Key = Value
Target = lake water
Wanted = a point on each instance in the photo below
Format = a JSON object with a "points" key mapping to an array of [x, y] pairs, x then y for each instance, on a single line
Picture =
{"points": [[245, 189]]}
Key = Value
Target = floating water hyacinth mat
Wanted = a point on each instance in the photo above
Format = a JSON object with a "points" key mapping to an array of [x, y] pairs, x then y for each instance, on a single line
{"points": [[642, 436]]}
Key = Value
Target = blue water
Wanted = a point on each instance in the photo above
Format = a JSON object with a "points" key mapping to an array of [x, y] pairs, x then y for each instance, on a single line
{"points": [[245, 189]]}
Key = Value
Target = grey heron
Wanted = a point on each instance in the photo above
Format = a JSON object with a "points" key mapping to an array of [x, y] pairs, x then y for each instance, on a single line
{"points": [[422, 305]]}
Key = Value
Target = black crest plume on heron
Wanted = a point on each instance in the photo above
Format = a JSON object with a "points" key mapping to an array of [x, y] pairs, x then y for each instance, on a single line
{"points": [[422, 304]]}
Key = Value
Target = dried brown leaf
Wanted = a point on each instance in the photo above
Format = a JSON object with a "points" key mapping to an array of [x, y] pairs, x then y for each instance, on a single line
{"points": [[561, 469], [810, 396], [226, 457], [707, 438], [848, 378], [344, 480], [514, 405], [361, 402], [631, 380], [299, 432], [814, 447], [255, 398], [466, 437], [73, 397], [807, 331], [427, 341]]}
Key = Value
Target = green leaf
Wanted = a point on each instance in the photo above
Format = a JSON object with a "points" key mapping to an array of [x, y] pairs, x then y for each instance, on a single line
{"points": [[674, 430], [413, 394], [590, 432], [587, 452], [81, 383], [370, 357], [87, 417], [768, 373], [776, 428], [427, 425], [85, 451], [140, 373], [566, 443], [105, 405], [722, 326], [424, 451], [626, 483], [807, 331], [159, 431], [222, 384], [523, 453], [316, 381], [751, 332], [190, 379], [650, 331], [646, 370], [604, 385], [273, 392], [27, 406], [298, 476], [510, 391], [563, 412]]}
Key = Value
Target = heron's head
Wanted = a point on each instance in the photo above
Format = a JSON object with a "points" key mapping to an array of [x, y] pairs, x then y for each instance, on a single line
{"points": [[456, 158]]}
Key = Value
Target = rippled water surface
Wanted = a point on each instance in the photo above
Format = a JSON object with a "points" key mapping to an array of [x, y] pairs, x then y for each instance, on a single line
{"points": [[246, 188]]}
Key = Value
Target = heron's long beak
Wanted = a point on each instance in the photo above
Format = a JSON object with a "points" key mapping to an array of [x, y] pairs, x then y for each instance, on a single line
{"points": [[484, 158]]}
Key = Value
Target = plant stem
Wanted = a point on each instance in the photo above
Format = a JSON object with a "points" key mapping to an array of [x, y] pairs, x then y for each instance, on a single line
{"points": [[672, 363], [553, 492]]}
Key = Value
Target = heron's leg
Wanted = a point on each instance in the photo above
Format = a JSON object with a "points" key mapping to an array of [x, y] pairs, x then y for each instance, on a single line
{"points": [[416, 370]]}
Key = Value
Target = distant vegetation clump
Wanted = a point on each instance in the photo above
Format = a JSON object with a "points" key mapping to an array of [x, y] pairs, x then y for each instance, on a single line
· · · · ·
Give back the listing exactly.

Key = Value
Target = lake water
Wanted = a point on each instance in the photo below
Format = a JSON object with a "points" key mapping to an array of [x, y] pairs, x then y for each instance, on a single line
Picture =
{"points": [[245, 189]]}
Key = Value
Target = floating water hyacinth mat
Wanted = a point on each instance in the photo above
Format = a JSON object with a "points" key mapping to an array of [x, y] pairs, x then y for each instance, on a single line
{"points": [[642, 436]]}
Key = Value
Target = blue water
Wanted = a point on each instance in the photo above
Format = a JSON object with a "points" key mapping to an array of [x, y] pairs, x then y for each instance, on a single line
{"points": [[245, 189]]}
Key = Value
Target = grey heron
Wanted = a point on each instance in the photo above
Format = a JSON object with a "points" key mapping to an array of [x, y] pairs, x then y for each instance, on a single line
{"points": [[422, 305]]}
Key = Value
Target = black crest plume on heron
Wanted = a point on each instance in the photo above
Format = a JSON object with a "points" key mapping to an array of [x, y] pairs, x then y for each instance, on a single line
{"points": [[422, 304]]}
Key = Value
Target = dried brown leaf
Wanted = a point on each instance in the photo above
Format = a JSON object with a "points" key mapping to an array of [x, y] pairs, x then y for each instance, on a single line
{"points": [[561, 469], [810, 396], [226, 457], [707, 438], [848, 378], [344, 480], [514, 405], [361, 402], [631, 380], [299, 432], [814, 447], [255, 398], [466, 437], [73, 397], [807, 331], [427, 341]]}
Key = Value
Target = green leaf
Wanted = a point on each instance in the photo above
Format = a JSON object with a "points" key mapping to an array of [x, y] pairs, x then y for each instance, on a single line
{"points": [[674, 430], [413, 394], [590, 432], [587, 452], [81, 383], [370, 357], [87, 417], [768, 373], [776, 428], [427, 425], [85, 451], [140, 373], [566, 443], [105, 405], [722, 326], [424, 451], [626, 483], [807, 331], [159, 431], [222, 384], [523, 453], [316, 381], [751, 332], [190, 379], [650, 331], [646, 370], [604, 385], [273, 392], [27, 406], [298, 476], [510, 391], [563, 412]]}
Key = Value
Target = heron's head
Wanted = a point on each instance in the photo above
Format = a JSON object with a "points" key mapping to an array of [x, y] pairs, x then y for each instance, on a single line
{"points": [[456, 158]]}
Key = Value
Target = rippled water surface
Wanted = a point on each instance in the photo above
Format = a JSON object with a "points" key mapping to an array of [x, y] pairs, x then y for each instance, on a single line
{"points": [[246, 188]]}
Key = Value
Target = heron's long beak
Wanted = a point on each instance in the photo above
Format = a JSON object with a "points" key mapping to an array of [x, y] pairs, x then y for each instance, on a single line
{"points": [[484, 158]]}
Key = Value
Target = plant stem
Wanted = a point on each instance in the photo above
Format = a JSON object with a "points" key mapping to an array of [x, y] pairs, x then y for each instance, on a single line
{"points": [[672, 363], [553, 492]]}
Key = Value
Target = heron's leg
Wanted = a point on each instance in the photo above
Format = a JSON object with a "points" key mapping to an array of [x, y] pairs, x then y for each instance, on a single line
{"points": [[416, 370]]}
Key = Value
Target = distant vegetation clump
Wanted = a point on each instance in the photo above
Format = a JSON object with a "points" key mapping to an array of [x, y] pairs, x then y for each instance, on a single line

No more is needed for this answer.